## Text block:

Just three entities won nearly 40% of the $9.2 billion awarded during RDOF Phase I. LTD received the largest amount, $1.3 billion to service 528,088 locations in 15 states, including Iowa, Minnesota and Wisconsin (see 2012070039). MTA and ICA filed a joint petition earlier this month asking for more scrutiny of LTD's long-form application and to reject it if the commission determines LTD can't deliver (see 2104010065). WSTA filed a similar petition. A Minnesota Public Utilities Commission spokesperson declined comment due to “pending regulatory decisions.” The Iowa Utilities Board and Wisconsin Public Service Commission also declined comment.
FCC staff is “carefully reviewing long-form applications for the technical, financial, and operational capabilities to make sure that the winning bidders can deliver on their commitments,” said a spokesperson. It remains uncertain how long the vetting process will take, but experts estimate the money won't be paid for at least another year (see 2103080042).
The FCC is “is full of highly competent staff and will no doubt perform a thorough review of all applications, including LTD Broadband's,” said LTD Broadband CEO Corey Hauer. “This is not the FCC's first reverse auction nor is the first time they have withstood criticism from angry mobs of losing bidders.”
MTA and ICA countered LTD’s opposition Thursday: The company “has no experience in constructing and operating fiber optic networks or of providing broadband services at speeds anywhere near the Gigabit tier.” Instead of addressing their concerns, LTD is “clearly attempting to deflect attention away from its questionable performance record to date and its untested and speculative prospects for meeting its RDOF performance obligations.”
“It’s obvious that [LTD] knows they don’t have the capability of performing and actually delivering on what they say they’re going to,” said Brent Christensen, MTA CEO: “There’s just no way they can do that.” With Minnesota’s short construction season and supply chain issues, “there’s just no physical way they can deliver on what they committed to doing,” he said.
LTD isn’t the only top winning bidder that faced scrutiny in recent weeks. SpaceX’s Starlink provisionally won nearly $900 million during RDOF Phase I to serve 23 states, including 7,529 locations in Minnesota. MTA decided to leave concerns about Starlink with those that have more experience dealing with the company, but “I have great concern with a lot of these winning bidders,” Christensen said. Viasat asked the FCC to more thoroughly review Starlink's long-form application.
“No matter how you slice it, [Starlink] falls short,” said John Janka, Viasat chief officer-regulatory and global affairs. “There’s a very fundamental disconnect between the maximum capacity” on Starlink’s satellites and the “geographic density of the specific RDOF locations that SpaceX bid and won,” Janka said. The FCC should consider releasing the long-form applications because “even under the best-case assumptions” Viasat made in its analysis of Starlink’s ability to meet RDOF requirements, “the system fails,” he said.
SpaceX’s situation is unique, Janka said, because it was the only satellite system that was allowed to bid for low-latency low-earth orbit. “The commission didn’t let anyone else compete for that money,” Janka said, and “we’re skeptical that they should’ve been let into the game to the exclusion of everyone else to begin with.”
“There are serious questions surrounding a number of these awards,” said Mike Romano, NTCA senior vice president-industry affairs. The increased scrutiny is necessary because the FCC changed the rules from the Connect America Fund Phase II auction for RDOF to allow companies to bid based on tiers, Romano said. When the commission did that, it “fundamentally changed the dynamics of this auction,” Romano said.

## Work to complete:
Could you give the part of the RDOF article that begins at "FCC staff is" and stops after "year (see 2103080042).", changing "spokesperson" to "representative"?

## Material provided:
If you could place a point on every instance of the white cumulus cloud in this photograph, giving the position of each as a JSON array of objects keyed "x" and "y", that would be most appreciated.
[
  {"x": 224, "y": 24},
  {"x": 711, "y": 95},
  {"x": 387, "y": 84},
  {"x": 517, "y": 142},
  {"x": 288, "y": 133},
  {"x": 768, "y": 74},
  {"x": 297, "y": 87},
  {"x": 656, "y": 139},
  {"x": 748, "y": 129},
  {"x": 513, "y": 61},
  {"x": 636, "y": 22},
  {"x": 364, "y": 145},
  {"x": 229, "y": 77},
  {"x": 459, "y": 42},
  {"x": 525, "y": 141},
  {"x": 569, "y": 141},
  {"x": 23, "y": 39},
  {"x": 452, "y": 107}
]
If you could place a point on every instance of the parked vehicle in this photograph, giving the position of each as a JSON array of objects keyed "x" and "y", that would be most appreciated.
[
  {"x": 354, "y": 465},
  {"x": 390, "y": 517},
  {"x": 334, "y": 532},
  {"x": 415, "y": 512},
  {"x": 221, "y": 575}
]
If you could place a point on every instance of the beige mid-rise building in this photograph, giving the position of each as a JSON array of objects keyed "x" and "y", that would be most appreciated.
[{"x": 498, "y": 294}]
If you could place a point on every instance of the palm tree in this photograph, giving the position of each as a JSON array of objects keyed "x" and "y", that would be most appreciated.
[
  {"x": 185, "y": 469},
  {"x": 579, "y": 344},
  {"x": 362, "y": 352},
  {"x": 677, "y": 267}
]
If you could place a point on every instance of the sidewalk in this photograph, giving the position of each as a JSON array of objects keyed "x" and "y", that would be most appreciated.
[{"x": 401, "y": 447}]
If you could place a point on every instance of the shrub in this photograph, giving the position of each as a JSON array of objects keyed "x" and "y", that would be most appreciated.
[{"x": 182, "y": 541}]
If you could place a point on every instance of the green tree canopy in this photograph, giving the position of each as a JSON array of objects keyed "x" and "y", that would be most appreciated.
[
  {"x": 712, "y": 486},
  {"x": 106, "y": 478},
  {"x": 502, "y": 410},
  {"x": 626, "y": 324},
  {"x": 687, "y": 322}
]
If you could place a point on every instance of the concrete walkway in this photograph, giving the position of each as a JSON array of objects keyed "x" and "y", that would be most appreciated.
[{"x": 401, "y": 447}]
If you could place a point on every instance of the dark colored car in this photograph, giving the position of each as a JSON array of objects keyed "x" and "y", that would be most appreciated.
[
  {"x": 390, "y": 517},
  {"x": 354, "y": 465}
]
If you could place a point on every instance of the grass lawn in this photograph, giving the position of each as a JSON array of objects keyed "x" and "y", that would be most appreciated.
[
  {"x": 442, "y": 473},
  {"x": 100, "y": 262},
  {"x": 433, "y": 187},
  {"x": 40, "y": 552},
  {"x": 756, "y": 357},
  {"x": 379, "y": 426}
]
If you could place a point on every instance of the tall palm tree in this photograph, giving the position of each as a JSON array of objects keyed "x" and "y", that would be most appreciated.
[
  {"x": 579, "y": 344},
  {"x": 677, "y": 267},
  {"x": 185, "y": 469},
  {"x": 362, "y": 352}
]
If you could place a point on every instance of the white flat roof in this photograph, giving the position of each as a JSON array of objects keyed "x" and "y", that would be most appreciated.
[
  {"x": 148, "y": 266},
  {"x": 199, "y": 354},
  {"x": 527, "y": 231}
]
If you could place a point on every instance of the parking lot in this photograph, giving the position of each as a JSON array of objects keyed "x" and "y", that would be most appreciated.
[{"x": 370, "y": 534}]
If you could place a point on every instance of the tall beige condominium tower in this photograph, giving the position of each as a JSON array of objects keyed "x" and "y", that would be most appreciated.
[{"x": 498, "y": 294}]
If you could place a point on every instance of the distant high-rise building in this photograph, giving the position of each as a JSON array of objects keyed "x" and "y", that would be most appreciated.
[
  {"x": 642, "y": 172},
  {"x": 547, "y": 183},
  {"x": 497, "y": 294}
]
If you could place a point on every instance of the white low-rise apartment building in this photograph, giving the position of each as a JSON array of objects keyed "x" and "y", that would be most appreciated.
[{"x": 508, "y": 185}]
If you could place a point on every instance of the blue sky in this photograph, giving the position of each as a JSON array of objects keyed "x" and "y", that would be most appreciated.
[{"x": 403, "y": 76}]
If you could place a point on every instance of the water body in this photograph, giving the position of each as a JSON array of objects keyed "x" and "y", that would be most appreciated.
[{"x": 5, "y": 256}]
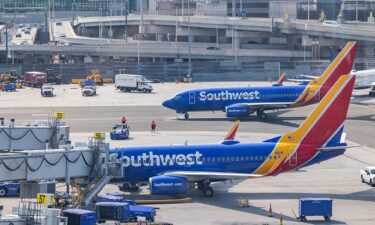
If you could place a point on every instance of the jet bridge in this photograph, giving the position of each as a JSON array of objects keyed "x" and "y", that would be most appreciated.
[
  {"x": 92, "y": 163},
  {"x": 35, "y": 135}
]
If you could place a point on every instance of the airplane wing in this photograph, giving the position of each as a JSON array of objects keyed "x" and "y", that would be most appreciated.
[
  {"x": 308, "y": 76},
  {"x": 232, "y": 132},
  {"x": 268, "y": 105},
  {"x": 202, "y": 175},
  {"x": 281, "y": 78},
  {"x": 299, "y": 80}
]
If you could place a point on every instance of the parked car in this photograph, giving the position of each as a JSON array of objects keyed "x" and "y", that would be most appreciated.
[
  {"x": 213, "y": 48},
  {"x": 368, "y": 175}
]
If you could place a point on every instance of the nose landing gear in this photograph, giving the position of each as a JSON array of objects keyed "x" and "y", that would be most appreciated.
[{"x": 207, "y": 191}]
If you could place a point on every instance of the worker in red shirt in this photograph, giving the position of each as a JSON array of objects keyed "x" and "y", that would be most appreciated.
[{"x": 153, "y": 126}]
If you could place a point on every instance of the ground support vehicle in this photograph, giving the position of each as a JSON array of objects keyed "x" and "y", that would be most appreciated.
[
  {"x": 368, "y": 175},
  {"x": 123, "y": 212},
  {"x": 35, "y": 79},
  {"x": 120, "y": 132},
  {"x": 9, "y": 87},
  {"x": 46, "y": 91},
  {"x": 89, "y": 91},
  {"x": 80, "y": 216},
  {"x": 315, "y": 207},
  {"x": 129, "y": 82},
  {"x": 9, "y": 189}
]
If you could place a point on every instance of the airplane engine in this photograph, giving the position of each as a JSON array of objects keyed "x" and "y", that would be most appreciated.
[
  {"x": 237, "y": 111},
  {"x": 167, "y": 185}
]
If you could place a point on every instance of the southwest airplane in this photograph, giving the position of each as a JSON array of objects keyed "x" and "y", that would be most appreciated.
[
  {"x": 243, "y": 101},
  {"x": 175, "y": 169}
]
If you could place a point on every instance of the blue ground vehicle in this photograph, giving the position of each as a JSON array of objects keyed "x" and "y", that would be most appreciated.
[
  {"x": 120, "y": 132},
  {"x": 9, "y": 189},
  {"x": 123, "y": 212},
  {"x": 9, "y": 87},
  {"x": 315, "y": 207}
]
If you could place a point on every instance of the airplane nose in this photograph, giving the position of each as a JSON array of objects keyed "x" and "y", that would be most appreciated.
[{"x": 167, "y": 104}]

...

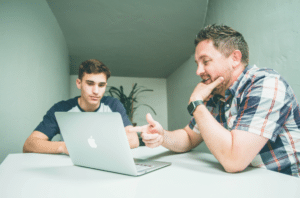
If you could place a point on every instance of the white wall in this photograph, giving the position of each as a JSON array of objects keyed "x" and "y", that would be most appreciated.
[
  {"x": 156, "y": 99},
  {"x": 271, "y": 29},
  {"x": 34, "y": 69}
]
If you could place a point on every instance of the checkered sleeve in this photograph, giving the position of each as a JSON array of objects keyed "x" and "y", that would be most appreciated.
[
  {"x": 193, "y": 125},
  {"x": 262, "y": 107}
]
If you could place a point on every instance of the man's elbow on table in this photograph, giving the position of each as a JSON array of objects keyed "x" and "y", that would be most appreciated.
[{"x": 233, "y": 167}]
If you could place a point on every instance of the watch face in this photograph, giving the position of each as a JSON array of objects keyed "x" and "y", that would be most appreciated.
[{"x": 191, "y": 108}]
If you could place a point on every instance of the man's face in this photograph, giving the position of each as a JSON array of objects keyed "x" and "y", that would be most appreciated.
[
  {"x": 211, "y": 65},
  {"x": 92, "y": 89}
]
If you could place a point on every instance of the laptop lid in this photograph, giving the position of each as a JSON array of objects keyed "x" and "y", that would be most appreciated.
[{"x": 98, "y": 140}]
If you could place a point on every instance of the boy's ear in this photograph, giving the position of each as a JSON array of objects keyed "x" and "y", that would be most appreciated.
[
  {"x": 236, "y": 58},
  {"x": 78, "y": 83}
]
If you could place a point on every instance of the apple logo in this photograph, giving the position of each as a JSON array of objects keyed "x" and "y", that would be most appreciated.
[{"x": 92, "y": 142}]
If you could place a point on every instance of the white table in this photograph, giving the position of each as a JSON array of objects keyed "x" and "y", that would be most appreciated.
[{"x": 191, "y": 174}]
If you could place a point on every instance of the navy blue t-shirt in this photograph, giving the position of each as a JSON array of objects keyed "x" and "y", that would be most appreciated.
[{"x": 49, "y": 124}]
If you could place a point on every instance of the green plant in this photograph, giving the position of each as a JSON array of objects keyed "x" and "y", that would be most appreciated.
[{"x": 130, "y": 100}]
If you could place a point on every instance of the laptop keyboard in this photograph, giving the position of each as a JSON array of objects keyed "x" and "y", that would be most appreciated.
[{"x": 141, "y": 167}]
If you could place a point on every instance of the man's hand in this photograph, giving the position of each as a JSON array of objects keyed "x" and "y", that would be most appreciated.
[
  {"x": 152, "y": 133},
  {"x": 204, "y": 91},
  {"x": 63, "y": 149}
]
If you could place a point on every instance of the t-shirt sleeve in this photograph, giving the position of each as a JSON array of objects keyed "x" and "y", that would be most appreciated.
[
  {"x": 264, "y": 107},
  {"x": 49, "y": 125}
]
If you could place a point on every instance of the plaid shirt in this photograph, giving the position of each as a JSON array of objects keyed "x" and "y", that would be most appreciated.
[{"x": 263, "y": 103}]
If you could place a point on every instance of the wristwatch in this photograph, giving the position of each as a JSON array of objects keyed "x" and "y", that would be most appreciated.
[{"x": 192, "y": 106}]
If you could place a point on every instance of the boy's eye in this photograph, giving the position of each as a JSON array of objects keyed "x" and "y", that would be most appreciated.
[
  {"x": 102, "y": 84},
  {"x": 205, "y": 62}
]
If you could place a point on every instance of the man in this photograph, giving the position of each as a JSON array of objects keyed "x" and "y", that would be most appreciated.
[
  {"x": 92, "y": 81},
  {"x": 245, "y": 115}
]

## Solution to the problem:
FCC staff is “carefully reviewing long-form applications for the technical, financial, and operational capabilities to make sure that the winning bidders can deliver on their commitments,” said a representative. It remains uncertain how long the vetting process will take, but experts estimate the money won't be paid for at least another year (see 2103080042).